# Aim:
Copy the lines below word for word, leaving out the pictures.

━━━━━━━━━━━━━━━━━━━━━━━━━━━━━━

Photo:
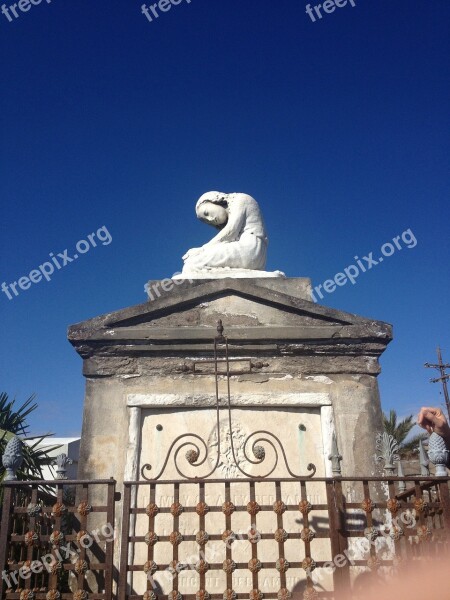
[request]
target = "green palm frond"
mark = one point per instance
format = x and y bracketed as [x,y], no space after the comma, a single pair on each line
[13,422]
[400,431]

━━━━━━━━━━━━━━━━━━━━━━━━━━━━━━

# Exercise solution:
Photo:
[request]
target = "green palm frond"
mark = one point per instance
format = x and y bracketed as [x,y], no space after the comma, a single pair on each line
[13,422]
[400,431]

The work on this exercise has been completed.